> **Text**
Artificial Cells Engineered to Maintain Perfect 24-Hour Rhythm

Researchers at UC Merced have engineered artificial cells that can keep perfect time, mimicking the 24-hour biological clocks found in living organisms. This breakthrough study, published in Nature Communications on July 29, 2025, reveals that synthetic vesicles loaded with core clock proteins can glow in a regular 24-hour rhythm for at least four days.

The team, spearheaded by Professor Anand Bala Subramaniam and Professor Andy LiWang, successfully reconstructed circadian machinery from cyanobacteria inside tiny vesicles. These artificial cells pulsed with a steady daily rhythm when one of the proteins was tagged with a fluorescent marker. However, when protein numbers were reduced or vesicles made smaller, the rhythmic glow ceased to follow a reproducible pattern.

Through a computational model, the researchers discovered that higher concentrations of clock proteins create more robust timekeeping. This enables thousands of vesicles to maintain reliable rhythms despite protein variations. “This study shows that we can dissect and understand the core principles of biological timekeeping using simplified, synthetic systems“, said Subramaniam.

The implications of this research are vast, opening new possibilities for synthetic biology applications. These range from self-regulating therapeutics to biological machines that operate on timed schedules.

> **Exercise**
Quote the stretch of the article on artificial cells from "The implications of" through "on timed schedules.", word for word. The rows after this have nothing to do with the article.

> **Extracted material**
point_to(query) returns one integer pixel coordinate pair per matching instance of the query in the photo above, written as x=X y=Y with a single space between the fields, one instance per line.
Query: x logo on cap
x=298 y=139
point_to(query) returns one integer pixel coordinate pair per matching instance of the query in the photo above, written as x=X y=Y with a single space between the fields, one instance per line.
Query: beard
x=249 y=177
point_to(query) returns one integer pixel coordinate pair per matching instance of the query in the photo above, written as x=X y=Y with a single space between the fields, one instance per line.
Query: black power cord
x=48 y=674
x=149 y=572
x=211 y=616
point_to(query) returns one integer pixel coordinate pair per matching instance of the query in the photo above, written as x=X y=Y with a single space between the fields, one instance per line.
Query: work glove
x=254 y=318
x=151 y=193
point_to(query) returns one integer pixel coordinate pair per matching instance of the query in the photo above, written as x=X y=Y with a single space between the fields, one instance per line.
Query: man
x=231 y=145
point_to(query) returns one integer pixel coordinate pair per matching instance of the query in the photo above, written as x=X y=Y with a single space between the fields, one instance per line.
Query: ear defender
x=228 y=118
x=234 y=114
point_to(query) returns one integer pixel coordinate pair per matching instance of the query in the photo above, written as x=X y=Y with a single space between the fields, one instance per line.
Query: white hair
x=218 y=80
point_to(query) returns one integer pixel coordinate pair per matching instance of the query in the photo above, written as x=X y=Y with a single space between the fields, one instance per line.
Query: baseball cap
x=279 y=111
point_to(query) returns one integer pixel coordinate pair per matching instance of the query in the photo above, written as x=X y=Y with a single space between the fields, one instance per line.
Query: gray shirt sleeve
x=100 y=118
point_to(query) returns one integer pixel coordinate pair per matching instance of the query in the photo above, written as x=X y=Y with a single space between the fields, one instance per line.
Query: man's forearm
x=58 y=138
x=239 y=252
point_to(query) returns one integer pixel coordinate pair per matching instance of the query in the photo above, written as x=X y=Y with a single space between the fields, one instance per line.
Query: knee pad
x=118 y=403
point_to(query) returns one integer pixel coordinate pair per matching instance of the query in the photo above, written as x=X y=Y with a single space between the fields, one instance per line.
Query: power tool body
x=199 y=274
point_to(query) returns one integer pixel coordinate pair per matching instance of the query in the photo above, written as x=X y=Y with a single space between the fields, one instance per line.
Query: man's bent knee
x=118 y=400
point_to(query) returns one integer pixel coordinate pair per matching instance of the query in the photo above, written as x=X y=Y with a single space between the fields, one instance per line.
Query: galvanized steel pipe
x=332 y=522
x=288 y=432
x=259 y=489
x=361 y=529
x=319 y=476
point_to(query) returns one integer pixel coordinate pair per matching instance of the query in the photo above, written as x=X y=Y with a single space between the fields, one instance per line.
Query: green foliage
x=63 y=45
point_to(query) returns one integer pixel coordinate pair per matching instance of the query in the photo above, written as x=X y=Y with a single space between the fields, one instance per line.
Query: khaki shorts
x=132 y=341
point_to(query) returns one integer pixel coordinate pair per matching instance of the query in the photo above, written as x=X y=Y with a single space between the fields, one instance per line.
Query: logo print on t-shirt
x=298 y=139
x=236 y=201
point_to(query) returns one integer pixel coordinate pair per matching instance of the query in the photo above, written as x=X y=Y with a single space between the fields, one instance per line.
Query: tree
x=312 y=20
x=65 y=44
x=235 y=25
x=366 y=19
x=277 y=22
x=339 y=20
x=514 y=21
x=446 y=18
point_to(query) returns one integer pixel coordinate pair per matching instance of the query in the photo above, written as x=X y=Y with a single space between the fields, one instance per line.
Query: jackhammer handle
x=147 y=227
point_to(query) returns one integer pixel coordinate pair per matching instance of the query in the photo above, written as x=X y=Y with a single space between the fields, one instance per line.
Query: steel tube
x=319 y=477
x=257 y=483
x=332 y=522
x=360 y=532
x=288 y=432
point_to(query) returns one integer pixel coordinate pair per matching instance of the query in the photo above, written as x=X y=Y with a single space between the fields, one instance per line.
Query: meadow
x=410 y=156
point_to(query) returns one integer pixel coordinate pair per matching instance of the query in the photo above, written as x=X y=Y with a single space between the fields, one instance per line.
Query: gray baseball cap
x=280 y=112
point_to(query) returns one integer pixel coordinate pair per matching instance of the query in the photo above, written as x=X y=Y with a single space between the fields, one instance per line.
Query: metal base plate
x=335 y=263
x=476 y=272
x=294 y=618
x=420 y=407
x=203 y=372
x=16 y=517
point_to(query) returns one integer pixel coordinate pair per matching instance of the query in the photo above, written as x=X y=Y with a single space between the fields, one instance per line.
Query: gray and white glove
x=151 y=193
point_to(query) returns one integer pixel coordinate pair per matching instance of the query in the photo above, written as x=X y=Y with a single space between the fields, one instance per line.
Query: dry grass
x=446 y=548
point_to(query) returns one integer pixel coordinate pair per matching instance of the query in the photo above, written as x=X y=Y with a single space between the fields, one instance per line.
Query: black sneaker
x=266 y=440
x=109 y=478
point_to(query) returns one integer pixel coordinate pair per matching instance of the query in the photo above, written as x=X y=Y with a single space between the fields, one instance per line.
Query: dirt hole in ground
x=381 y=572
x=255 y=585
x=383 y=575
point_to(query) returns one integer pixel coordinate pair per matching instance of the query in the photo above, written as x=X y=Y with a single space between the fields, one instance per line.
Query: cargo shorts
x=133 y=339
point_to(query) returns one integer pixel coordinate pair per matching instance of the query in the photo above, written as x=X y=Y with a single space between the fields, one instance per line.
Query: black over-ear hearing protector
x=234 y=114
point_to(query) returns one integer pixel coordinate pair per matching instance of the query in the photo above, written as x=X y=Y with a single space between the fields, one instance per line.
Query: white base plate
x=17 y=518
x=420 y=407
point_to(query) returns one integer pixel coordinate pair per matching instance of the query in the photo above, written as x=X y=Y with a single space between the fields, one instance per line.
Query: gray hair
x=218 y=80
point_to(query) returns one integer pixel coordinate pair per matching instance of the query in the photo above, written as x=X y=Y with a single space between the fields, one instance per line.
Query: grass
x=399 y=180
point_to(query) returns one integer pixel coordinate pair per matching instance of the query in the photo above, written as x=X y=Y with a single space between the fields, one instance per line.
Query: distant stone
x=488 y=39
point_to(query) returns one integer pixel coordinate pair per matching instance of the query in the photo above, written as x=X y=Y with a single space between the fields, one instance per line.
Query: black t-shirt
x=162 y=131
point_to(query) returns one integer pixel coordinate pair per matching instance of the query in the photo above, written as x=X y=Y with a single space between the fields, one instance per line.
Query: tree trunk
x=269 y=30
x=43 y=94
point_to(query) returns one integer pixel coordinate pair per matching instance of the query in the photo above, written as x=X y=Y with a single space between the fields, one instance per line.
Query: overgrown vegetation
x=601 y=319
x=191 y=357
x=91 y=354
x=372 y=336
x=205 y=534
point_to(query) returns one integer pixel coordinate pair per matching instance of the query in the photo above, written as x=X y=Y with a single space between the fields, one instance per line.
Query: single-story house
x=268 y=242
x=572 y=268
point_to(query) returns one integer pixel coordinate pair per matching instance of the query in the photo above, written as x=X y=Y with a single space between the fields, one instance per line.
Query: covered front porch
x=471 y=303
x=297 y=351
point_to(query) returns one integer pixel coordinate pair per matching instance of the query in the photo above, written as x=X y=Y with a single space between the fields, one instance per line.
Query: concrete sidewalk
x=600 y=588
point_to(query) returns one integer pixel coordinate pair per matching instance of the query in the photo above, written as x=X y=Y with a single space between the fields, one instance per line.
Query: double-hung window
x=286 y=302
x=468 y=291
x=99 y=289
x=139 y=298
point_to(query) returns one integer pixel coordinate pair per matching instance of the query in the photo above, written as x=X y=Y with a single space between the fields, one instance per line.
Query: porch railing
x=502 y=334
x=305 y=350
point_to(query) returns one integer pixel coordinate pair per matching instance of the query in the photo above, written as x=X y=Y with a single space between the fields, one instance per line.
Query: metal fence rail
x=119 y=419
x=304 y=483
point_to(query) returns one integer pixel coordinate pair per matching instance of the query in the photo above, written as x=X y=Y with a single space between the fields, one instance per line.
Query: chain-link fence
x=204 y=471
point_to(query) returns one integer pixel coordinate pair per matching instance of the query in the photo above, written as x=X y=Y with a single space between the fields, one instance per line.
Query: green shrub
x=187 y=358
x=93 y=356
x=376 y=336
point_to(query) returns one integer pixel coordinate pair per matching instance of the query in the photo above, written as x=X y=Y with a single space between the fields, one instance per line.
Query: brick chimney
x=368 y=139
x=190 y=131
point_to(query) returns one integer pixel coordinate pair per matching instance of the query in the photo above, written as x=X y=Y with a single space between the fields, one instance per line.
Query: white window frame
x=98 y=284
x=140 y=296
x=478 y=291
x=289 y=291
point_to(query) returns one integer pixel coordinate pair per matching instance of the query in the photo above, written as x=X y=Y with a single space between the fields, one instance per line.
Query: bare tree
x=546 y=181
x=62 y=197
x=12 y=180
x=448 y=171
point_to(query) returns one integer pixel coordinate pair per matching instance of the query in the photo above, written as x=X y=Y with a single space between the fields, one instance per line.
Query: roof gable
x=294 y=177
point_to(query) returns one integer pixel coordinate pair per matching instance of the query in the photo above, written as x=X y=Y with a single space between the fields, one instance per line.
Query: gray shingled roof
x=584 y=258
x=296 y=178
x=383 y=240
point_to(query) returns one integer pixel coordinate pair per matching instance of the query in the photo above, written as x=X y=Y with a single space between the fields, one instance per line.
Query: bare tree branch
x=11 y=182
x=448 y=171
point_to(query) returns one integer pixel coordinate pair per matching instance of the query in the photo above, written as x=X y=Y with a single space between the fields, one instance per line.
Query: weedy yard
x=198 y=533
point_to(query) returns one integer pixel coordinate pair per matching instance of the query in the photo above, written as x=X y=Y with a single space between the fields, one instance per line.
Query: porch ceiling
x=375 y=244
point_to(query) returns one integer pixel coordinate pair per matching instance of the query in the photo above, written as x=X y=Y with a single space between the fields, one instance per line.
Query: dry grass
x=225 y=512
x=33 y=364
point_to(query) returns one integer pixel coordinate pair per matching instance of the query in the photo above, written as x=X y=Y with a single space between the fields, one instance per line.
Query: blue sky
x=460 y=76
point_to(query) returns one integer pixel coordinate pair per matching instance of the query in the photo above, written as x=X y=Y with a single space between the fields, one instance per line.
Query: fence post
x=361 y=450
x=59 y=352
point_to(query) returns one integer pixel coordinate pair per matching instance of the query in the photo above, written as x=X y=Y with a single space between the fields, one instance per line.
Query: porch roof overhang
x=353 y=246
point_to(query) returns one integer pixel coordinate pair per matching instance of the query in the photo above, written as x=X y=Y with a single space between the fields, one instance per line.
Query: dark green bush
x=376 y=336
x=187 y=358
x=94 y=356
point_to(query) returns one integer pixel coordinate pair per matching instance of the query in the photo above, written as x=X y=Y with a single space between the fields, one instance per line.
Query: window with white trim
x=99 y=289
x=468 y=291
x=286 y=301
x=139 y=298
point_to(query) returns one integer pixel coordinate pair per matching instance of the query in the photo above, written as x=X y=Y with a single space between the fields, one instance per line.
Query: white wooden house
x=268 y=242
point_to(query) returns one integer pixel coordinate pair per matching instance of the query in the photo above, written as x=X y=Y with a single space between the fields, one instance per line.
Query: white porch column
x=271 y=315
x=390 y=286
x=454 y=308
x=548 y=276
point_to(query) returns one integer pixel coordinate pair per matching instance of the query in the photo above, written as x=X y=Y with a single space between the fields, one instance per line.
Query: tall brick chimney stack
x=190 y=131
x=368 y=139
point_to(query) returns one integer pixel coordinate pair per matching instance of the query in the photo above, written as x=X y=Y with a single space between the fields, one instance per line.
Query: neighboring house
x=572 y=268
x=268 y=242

> **Task solution**
The implications of this research are vast, opening new possibilities for synthetic biology applications. These range from self-regulating therapeutics to biological machines that operate on timed schedules.